Provided material >>
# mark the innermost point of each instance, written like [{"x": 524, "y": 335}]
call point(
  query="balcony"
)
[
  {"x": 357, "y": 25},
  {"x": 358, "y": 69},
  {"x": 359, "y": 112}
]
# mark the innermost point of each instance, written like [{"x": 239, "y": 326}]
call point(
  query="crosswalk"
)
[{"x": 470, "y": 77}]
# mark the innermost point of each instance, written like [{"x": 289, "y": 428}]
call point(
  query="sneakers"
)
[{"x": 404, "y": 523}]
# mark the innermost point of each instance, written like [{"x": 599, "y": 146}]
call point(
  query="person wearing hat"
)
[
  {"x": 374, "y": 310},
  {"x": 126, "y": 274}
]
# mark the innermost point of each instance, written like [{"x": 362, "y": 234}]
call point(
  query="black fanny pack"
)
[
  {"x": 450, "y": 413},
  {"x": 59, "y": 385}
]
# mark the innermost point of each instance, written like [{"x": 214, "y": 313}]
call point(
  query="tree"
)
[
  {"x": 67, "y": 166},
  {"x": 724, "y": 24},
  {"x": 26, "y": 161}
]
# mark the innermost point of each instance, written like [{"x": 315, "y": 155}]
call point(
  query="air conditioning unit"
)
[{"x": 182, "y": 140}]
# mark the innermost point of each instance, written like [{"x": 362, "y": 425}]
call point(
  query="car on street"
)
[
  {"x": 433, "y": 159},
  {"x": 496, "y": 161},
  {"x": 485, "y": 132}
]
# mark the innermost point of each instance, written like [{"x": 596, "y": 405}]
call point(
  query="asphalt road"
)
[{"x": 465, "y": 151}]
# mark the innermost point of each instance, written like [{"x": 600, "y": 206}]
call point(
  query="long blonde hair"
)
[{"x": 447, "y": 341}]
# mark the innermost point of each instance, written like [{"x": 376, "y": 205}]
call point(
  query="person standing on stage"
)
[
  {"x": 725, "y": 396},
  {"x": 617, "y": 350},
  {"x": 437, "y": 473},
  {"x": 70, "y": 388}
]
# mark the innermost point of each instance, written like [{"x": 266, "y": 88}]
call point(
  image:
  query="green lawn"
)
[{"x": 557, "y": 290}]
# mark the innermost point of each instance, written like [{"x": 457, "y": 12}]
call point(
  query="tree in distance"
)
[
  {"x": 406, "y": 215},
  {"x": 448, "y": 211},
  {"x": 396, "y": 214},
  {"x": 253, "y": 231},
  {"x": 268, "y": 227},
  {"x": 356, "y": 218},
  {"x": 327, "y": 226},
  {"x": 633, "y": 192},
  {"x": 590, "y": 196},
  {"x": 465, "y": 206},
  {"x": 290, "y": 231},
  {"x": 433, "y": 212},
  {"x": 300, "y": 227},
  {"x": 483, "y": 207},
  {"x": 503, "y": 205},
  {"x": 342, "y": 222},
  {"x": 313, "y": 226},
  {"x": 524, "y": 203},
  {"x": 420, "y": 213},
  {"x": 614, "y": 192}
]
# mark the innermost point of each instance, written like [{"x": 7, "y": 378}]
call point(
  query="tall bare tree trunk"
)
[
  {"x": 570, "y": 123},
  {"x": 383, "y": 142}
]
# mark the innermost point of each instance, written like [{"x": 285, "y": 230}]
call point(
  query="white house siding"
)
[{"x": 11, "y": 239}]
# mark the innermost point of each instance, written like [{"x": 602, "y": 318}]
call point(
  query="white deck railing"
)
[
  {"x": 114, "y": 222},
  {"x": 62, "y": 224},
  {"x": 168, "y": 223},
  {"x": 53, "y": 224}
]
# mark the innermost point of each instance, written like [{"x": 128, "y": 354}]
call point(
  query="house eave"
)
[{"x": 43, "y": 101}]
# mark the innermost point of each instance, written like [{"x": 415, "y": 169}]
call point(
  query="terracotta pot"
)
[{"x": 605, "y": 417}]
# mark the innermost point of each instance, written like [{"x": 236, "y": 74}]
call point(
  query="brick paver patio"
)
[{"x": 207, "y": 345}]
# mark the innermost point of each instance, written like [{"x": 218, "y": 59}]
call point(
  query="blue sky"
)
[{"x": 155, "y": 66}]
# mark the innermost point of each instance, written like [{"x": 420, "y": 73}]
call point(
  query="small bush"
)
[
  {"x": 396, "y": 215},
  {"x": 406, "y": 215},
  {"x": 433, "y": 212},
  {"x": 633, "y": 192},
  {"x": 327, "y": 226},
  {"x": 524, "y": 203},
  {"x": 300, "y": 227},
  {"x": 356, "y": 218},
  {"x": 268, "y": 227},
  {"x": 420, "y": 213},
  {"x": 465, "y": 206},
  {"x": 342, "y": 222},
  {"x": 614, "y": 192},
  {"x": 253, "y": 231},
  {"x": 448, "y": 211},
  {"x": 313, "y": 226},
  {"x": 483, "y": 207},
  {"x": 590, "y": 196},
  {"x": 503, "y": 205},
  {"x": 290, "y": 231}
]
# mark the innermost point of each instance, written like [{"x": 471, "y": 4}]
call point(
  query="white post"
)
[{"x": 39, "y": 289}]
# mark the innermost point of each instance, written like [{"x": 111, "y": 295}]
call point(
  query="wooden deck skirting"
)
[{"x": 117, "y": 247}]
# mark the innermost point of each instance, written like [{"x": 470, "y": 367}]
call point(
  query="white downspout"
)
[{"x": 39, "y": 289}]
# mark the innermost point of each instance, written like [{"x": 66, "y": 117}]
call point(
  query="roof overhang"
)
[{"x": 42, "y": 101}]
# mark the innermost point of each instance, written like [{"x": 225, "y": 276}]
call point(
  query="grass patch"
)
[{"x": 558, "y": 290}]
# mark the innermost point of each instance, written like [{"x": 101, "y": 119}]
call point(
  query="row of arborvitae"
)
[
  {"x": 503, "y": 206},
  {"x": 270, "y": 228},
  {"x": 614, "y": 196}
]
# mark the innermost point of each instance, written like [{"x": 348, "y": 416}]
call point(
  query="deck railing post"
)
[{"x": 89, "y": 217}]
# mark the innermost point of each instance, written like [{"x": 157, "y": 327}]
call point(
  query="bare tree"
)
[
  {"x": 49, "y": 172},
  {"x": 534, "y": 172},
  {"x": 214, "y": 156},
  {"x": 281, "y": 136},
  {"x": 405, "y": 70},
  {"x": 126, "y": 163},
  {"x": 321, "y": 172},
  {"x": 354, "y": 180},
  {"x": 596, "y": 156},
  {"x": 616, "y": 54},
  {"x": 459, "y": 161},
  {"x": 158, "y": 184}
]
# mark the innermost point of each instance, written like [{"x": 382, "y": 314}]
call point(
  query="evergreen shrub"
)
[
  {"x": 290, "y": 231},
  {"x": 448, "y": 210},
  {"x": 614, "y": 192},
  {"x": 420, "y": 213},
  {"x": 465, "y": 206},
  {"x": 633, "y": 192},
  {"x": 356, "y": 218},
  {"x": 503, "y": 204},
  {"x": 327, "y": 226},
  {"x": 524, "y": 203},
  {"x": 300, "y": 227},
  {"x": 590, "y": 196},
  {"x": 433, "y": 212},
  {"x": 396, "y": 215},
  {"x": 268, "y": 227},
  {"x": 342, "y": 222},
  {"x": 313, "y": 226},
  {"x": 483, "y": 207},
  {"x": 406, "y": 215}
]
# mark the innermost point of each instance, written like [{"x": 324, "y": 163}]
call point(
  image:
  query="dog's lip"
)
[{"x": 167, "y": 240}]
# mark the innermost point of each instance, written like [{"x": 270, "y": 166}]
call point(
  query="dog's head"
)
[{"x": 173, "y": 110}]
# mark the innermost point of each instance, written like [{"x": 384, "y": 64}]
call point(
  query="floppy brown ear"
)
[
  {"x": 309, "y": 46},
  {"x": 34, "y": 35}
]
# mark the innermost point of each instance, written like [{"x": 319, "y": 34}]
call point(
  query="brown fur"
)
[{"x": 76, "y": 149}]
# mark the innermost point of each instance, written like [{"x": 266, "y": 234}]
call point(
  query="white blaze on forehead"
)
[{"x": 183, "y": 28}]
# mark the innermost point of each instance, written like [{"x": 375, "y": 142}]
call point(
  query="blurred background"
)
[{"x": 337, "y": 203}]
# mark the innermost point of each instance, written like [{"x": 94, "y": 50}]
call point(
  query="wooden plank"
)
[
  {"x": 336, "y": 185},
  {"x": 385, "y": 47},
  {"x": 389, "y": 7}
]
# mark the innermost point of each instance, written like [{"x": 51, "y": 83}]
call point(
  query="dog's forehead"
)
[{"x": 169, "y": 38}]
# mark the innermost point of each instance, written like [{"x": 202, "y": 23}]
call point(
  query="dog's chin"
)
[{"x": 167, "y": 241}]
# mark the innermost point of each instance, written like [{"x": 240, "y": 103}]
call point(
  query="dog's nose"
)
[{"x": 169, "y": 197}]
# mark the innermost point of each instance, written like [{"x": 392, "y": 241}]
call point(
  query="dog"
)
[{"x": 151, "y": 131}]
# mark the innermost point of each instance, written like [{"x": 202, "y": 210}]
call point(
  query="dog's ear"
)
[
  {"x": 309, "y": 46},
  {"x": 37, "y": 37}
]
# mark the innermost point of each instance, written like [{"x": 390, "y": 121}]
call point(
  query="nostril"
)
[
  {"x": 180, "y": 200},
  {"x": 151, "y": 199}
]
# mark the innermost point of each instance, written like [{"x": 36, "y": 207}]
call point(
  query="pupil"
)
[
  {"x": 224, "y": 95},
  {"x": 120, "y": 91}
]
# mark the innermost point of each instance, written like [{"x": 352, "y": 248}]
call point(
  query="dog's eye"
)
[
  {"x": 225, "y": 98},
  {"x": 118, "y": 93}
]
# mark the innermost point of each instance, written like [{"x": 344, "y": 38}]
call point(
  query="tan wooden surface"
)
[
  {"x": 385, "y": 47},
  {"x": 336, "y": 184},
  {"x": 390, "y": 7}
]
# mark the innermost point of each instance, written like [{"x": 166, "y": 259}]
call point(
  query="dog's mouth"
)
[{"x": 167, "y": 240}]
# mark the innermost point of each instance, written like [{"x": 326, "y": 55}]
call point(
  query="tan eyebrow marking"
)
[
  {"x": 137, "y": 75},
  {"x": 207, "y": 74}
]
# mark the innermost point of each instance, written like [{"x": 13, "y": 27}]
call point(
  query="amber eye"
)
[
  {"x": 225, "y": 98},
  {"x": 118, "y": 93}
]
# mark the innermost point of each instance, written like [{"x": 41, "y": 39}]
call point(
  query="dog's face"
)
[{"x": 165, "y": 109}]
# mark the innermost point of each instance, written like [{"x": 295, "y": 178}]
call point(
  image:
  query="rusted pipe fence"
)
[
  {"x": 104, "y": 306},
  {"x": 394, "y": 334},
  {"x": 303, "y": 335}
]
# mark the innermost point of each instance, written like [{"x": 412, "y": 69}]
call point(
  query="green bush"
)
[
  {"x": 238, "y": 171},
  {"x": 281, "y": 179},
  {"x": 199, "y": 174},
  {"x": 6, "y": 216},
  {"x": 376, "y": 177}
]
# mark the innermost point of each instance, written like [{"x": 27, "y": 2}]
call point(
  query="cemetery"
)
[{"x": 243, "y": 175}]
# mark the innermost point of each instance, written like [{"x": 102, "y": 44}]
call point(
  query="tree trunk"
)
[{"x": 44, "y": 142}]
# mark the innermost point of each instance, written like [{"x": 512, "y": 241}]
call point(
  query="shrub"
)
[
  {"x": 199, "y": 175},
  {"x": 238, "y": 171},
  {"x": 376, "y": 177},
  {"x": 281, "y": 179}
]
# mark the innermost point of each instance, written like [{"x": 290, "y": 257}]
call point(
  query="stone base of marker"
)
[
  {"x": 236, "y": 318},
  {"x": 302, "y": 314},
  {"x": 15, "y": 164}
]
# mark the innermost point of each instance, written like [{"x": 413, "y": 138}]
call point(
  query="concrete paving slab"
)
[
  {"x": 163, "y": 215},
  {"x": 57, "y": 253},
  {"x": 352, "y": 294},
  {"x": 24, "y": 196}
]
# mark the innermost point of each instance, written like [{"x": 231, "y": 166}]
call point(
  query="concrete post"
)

Task >> Note each line of the material holding "concrete" and copy it out.

Task answer >>
  query="concrete paving slab"
  query="concrete post"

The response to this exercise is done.